# [What you have to do]
Copy the lines below, substituting "MUST" for "SHOULD" wherever it occurs and leaving everything else unchanged. Omit the pictures from your answer.

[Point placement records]
** begin **

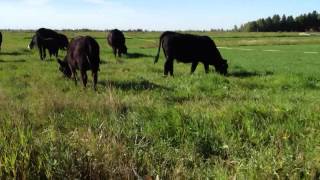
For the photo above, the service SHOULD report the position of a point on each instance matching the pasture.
(261, 121)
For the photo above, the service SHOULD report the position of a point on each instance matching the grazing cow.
(83, 54)
(0, 40)
(50, 43)
(117, 41)
(189, 48)
(51, 39)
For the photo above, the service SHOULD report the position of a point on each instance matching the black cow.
(0, 40)
(50, 43)
(83, 54)
(193, 49)
(48, 36)
(117, 41)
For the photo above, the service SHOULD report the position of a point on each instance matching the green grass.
(261, 121)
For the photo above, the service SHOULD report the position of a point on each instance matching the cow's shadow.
(135, 85)
(247, 74)
(13, 61)
(137, 55)
(14, 53)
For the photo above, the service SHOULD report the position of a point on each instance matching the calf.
(117, 41)
(51, 44)
(193, 49)
(83, 54)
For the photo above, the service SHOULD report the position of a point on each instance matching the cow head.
(64, 68)
(222, 67)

** end **

# [Written answer]
For the photo above, the service MUST report the position of a point on each instance matching the pasture.
(261, 121)
For the photo above, the service MUST report the position of a point on each instance matching the grazing cow.
(83, 54)
(0, 40)
(50, 43)
(117, 41)
(189, 48)
(51, 39)
For the photo above, the service MUST report the position of a point on each instance matching the black cow.
(0, 40)
(50, 43)
(83, 54)
(193, 49)
(48, 36)
(117, 41)
For the photo above, the service MUST report the position of a point on each instance matching the green grass.
(261, 121)
For the photo above, the service MUST report the position of a point on each instance matching the cow's shadow.
(135, 85)
(247, 74)
(13, 61)
(137, 55)
(14, 53)
For the photo above, the service MUST report the position of a point on each instance matching the calf.
(117, 41)
(51, 44)
(193, 49)
(83, 54)
For the photo above, the service MUST report the position of a point on each instance matching the cow head.
(64, 68)
(222, 67)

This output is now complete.